Rewrite the data from the line that contains "of the shrub" through the line that contains "63), (83, 68)]", including both of those lines and the request text, and give only those lines. Multiply every coordinate in the answers by 1.7 and round to the nearest whole number, with halves rounding up.

###

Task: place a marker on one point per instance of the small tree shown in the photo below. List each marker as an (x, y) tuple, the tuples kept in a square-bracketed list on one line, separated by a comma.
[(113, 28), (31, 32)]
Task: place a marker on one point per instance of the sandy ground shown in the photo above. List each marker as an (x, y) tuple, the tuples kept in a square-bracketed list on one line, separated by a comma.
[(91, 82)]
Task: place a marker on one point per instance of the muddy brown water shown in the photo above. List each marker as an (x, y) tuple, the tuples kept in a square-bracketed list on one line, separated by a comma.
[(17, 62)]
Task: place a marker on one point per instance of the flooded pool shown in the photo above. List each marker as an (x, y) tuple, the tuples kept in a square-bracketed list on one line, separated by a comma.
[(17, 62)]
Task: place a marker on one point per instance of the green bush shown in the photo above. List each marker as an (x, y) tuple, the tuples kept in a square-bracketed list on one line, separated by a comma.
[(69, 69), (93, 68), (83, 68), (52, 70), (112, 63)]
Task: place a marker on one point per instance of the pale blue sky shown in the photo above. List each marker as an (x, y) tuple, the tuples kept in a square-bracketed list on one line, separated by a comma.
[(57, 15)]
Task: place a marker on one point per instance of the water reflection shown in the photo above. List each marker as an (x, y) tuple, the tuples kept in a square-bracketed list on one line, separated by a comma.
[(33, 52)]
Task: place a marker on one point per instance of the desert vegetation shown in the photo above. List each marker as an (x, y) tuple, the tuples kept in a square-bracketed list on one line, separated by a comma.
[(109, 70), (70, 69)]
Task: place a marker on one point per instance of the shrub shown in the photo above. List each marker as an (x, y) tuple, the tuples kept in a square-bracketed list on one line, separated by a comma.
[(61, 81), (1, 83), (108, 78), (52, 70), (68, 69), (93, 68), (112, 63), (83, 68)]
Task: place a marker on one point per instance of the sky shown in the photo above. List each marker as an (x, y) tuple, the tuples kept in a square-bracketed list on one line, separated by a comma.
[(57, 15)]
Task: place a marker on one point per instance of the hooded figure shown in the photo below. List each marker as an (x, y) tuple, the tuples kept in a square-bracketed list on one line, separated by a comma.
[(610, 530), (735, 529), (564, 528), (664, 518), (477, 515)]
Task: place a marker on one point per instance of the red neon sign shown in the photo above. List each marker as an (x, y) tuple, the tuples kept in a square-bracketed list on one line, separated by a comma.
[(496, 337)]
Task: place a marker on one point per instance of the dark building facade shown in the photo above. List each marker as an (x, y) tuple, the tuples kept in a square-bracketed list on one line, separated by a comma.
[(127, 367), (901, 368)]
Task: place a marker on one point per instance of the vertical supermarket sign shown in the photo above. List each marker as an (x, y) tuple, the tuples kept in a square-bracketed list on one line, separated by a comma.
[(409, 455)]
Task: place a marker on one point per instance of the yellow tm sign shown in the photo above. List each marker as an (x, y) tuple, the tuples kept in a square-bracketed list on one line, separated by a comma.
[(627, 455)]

###

* _Exercise response_:
Task: place a marker on one point per instance of the shrub shown in the photo above. List each marker as an (x, y) tuple, the tuples kept in a square-bracketed list on one line, separated by a comma.
[(104, 138), (2, 141), (184, 133), (88, 119), (116, 117), (158, 116), (190, 107), (141, 116)]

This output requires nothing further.